⟨

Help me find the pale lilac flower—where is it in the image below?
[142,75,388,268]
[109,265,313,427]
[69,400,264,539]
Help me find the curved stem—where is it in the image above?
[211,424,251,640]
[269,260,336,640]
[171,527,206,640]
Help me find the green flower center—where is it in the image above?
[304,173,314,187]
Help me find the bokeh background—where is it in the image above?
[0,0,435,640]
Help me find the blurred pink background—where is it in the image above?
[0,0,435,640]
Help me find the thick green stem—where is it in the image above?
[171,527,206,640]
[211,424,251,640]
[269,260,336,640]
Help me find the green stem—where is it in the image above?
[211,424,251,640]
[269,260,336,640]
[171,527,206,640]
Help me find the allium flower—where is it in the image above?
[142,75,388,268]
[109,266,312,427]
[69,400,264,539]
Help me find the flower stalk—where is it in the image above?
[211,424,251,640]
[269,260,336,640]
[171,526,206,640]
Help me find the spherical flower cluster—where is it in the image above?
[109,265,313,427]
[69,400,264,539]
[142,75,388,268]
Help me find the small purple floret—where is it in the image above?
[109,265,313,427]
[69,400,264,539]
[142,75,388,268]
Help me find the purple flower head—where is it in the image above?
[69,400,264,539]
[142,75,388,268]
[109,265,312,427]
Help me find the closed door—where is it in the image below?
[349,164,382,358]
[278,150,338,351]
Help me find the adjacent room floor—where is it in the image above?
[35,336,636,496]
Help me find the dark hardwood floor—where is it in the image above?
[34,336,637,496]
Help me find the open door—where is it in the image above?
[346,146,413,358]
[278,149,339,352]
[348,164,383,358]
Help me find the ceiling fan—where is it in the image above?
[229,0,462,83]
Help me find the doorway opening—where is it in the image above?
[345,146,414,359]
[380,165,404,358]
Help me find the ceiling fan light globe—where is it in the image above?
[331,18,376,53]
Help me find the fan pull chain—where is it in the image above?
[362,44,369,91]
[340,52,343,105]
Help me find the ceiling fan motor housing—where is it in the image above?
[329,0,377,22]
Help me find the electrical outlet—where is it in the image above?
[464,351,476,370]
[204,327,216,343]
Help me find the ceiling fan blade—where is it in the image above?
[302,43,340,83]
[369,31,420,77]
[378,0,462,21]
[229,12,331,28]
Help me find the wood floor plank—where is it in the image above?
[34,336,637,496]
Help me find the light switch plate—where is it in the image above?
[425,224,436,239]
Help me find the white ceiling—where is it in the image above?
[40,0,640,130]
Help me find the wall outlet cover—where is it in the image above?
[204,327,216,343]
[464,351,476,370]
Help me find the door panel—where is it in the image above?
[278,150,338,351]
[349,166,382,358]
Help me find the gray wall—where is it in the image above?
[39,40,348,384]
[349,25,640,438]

⟩

Edit all of the data above by replacing "Help me find" with "Point out" wherever it appears. Reproduce every line with nothing else changed.

Point out the pale lilac flower—where is it in the image below?
[142,75,388,268]
[109,265,313,427]
[69,400,264,539]
Point out the curved stem—where is it in the image above?
[211,424,251,640]
[269,260,336,640]
[171,527,206,640]
Point out the green flower center—where is it in the image above?
[304,173,314,187]
Point out the bokeh background—where is it in the image above?
[0,0,435,640]
Point out the blurred pink background—where is it in the image above?
[0,0,435,640]
Point out the thick green stem—where is it in the image above?
[171,527,206,640]
[211,424,251,640]
[269,260,336,640]
Point out the green stem—where is it in the image above?
[211,424,251,640]
[269,260,336,640]
[171,527,206,640]
Point out the allium flower—where is it in the image above?
[142,75,388,268]
[109,266,312,427]
[69,400,264,539]
Point out the flower stalk—where is it in the image above?
[211,424,251,640]
[269,260,336,640]
[171,526,206,640]
Point out the spherical flower cluster—where is it in the image above?
[109,265,313,427]
[69,400,264,539]
[142,75,388,268]
Point out the small purple floret—where is it in the image above?
[109,265,313,427]
[69,400,264,539]
[142,75,388,268]
Point out the purple flower head—where is it in the image above?
[69,400,264,539]
[142,75,388,268]
[109,265,312,427]
Point out the closed door—where is it in the image below?
[349,164,382,358]
[278,150,338,351]
Point out the adjacent room floor—where is it in the image above?
[35,336,636,496]
Point out the dark hardwood floor—where is it in the image above?
[34,336,637,496]
Point out the open door—where is it in the image above?
[346,146,413,358]
[278,149,339,352]
[348,164,383,358]
Point out the ceiling fan—where is it in the image above?
[229,0,462,83]
Point out the doorway opening—where is it in the image above?
[345,146,414,359]
[380,165,404,358]
Point out the ceiling fan light globe—where is it in the image above?
[331,18,376,53]
Point out the fan pull chain—where is it in the image above?
[362,44,369,91]
[340,52,343,105]
Point out the ceiling fan motor housing—where is it in the image above?
[329,0,377,22]
Point out the electrical outlet—where is it in the image above?
[464,351,476,370]
[204,327,216,343]
Point out the ceiling fan blade—where is it in the image above?
[302,43,340,83]
[369,31,420,77]
[378,0,462,21]
[229,12,331,28]
Point out the wood floor plank—where is it in the image above?
[34,336,637,496]
Point out the light switch plate—where is it in the image above?
[425,224,436,239]
Point out the white ceiling—where is it in the image above?
[40,0,640,130]
Point out the wall outlet cover—where is it in the image above?
[204,327,216,343]
[464,351,476,370]
Point out the door panel—where is it in the image above?
[278,150,338,351]
[349,166,382,358]
Point out the gray wall—where is it in the image above?
[39,40,348,384]
[349,25,640,438]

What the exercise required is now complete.